◆ **Text excerpt**
● ● ● ● ● ● ●
Missouri state Rep. Paul Joseph Wieland (R) does not want his daughters’ health plan to cover birth control — even though two of those daughters are adults. So he and his wife sued the Obama administration. Though this lawsuit was rejected on jurisdictional grounds by a federal trial court, a panel of three appellate judges reinstated the suit on Monday. Should the Wielands ultimately prevail in their effort to deny birth control coverage to their daughters, the decision could have implications far beyond the Wieland family, potentially forcing insurance companies to maintain elaborate records to track many of their customers’ views on religion and sexual morality.
Wieland v. Department of Health and Human Services seeks to expand the Supreme Court’s decision in Burwell v. Hobby Lobby, which allowed many private businesses to ignore federal rules requiring them to include birth control in their employee’s health plans if the business’ owners object to contraception on religious grounds. The Wielands claim that a similar rule should apply in their case. Because they claim that they “cannot provide, fund or in any way be a participant in the provision of health care coverage” that includes birth control “without violating their sincerely-held religious beliefs,” they argue that they should be given a special health plan that does not include contraceptive care.
On the surface, this argument has some appeal — at least if one accepts the legitimacy of Hobby Lobby. The Wielands are helped by the fact that Missouri did offer the special contraception-free plan they seek until 2013, when a court order instructed the state to stop offering this plan in order to comply with the Affordable Care Act. They can also point to Hobby Lobby itself, which established that religious objectors may wield those objections to diminish the rights of third parties. According to the Wielands’ attorney, the couple “stand[s] in the same shoes” as Hobby Lobby, and Hobby Lobby’s “employees are to Hobby Lobby what the daughters are to Paul and Teresa Wieland.”
● ● ● ● ● ● ●
◆ **Data under study**

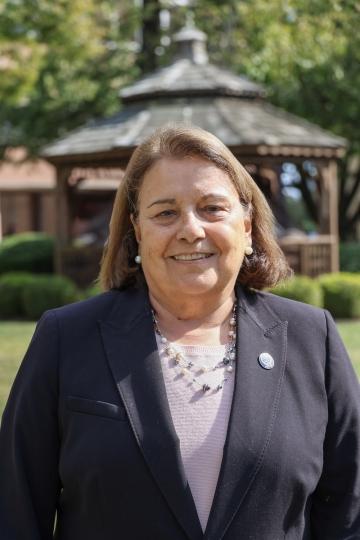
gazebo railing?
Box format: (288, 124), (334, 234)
(279, 235), (339, 277)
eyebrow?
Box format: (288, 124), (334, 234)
(147, 193), (229, 208)
(147, 199), (176, 208)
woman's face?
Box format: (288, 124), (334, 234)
(133, 157), (251, 301)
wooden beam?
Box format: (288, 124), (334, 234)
(319, 160), (339, 272)
(54, 167), (71, 274)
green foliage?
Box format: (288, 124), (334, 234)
(22, 275), (78, 319)
(0, 232), (54, 274)
(0, 272), (33, 319)
(0, 0), (360, 238)
(0, 0), (139, 152)
(270, 276), (323, 307)
(81, 283), (103, 300)
(340, 242), (360, 272)
(318, 272), (360, 319)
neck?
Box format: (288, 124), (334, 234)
(149, 291), (235, 345)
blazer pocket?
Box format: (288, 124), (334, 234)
(66, 396), (126, 420)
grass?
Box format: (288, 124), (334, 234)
(0, 320), (360, 417)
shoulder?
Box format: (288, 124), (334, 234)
(248, 291), (331, 333)
(255, 291), (324, 319)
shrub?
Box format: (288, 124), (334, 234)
(0, 272), (33, 319)
(22, 275), (78, 319)
(0, 232), (54, 274)
(318, 272), (360, 319)
(340, 242), (360, 272)
(270, 276), (323, 307)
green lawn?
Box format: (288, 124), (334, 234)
(0, 321), (360, 417)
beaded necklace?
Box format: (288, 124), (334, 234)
(152, 300), (236, 394)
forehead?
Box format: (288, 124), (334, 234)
(139, 157), (238, 202)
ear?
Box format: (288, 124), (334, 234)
● ● ● ● ● ● ●
◆ **Assignment**
Copy the passage of the Wieland lawsuit article exactly, everything from "Wieland v. Department" down to "include contraceptive care.".

◆ **Final answer**
Wieland v. Department of Health and Human Services seeks to expand the Supreme Court’s decision in Burwell v. Hobby Lobby, which allowed many private businesses to ignore federal rules requiring them to include birth control in their employee’s health plans if the business’ owners object to contraception on religious grounds. The Wielands claim that a similar rule should apply in their case. Because they claim that they “cannot provide, fund or in any way be a participant in the provision of health care coverage” that includes birth control “without violating their sincerely-held religious beliefs,” they argue that they should be given a special health plan that does not include contraceptive care.